PROMPT: For this exercise, output every line of the data as it stands.

RECORDS TO PROCESS:
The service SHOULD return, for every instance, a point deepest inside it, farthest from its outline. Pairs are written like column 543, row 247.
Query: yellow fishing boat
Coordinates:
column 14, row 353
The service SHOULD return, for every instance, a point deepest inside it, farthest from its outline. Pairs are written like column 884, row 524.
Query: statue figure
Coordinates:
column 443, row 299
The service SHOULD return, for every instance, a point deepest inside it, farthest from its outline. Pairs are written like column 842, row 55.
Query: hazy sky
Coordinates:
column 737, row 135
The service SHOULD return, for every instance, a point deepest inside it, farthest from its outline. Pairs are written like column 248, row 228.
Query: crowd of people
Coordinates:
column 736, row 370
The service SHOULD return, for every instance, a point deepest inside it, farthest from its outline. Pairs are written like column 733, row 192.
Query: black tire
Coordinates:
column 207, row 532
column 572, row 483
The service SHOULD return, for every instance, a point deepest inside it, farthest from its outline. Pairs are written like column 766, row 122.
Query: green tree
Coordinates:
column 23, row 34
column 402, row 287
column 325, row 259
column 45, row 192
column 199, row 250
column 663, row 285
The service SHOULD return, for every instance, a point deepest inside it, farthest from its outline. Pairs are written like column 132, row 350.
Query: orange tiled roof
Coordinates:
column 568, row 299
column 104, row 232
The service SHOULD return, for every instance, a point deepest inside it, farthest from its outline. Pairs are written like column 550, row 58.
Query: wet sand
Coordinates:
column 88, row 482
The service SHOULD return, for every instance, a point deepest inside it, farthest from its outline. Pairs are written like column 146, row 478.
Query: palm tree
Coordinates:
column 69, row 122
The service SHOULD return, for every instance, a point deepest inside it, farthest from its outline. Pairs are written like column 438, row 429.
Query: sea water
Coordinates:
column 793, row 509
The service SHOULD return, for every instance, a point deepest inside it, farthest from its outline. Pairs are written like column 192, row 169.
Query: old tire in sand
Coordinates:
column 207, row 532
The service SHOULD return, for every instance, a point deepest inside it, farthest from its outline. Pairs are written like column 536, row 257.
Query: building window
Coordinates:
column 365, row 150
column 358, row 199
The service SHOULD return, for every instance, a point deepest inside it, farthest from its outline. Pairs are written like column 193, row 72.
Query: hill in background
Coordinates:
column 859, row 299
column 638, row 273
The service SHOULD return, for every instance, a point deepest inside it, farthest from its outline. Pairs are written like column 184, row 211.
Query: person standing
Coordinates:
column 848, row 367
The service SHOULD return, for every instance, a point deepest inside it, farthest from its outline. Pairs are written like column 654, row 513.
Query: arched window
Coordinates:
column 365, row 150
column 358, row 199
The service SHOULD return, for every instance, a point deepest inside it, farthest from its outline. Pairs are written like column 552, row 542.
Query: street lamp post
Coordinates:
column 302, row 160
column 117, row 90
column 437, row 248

RESPONSE AREA:
The service SHOULD return, for every instance, a point deepest inside it, farthest from its outline. Pairs are written like column 543, row 247.
Query: yellow fishing boat
Coordinates:
column 14, row 353
The service SHOULD return, for every instance, a point deepest inside it, farthest from its outline. Pairs are written like column 884, row 524.
Query: statue figure
Coordinates:
column 443, row 299
The service SHOULD return, for every instance, a point deepest inside it, farthest from its outline. Pairs are written like column 842, row 55.
Query: hazy sky
Coordinates:
column 737, row 135
The service SHOULD return, for every instance, a point deepest inside it, farthest from its outline. Pairs are written like column 248, row 228.
Query: crowd of people
Coordinates:
column 736, row 370
The service SHOULD return, for every instance, a point deepest inside it, farthest from its outline. Pairs are written like column 733, row 192.
Query: black tire
Coordinates:
column 207, row 532
column 572, row 483
The service SHOULD return, for every instance, a point deepest inside it, farthest from its outline. Pairs are written like column 766, row 122.
Query: green tree
Coordinates:
column 23, row 34
column 402, row 287
column 325, row 259
column 45, row 192
column 199, row 250
column 663, row 285
The service SHOULD return, for every instance, a point deepest inside it, farthest from its outline. Pairs are written like column 132, row 350.
Query: orange tiled roof
Coordinates:
column 568, row 299
column 104, row 232
The service SHOULD return, for every instance, a point deepest inside it, farthest from its outline. Pairs are written like column 550, row 58.
Query: wet sand
Coordinates:
column 88, row 482
The service SHOULD return, for every instance, a point deepest inside it, farthest from its outline. Pairs are written like column 146, row 478.
Query: palm tree
Coordinates:
column 69, row 122
The service SHOULD return, for every instance, a point deepest inside it, farthest from its outline. Pairs are written like column 438, row 429.
Query: sea water
Coordinates:
column 793, row 509
The service SHOULD return, for every instance, a point deepest inside it, farthest from its outline. Pairs are written like column 192, row 169.
Query: old tire in sand
Coordinates:
column 207, row 532
The service SHOULD return, for every instance, a point deepest inside it, farthest from its outline. Pairs are written like column 536, row 257.
Query: building window
Coordinates:
column 365, row 150
column 358, row 199
The service SHOULD return, for every instance, a point deepest inside it, farthest from its outline. Pairs are written like column 193, row 72.
Query: hill in background
Coordinates:
column 859, row 299
column 638, row 273
The service SHOULD return, for every instance, a point deepest inside it, farthest from its outline. Pairs are written like column 184, row 211.
Query: person standing
Coordinates:
column 848, row 367
The service SHOULD return, for every instance, a point deepest inside it, farthest from its outline. Pairs are written like column 654, row 513.
Query: arched window
Coordinates:
column 365, row 150
column 358, row 199
The service SHOULD return, for every instance, a point deepest inside it, farthest from its outline. Pairs are written like column 552, row 542.
Query: street lamp post
Coordinates:
column 302, row 160
column 117, row 90
column 437, row 248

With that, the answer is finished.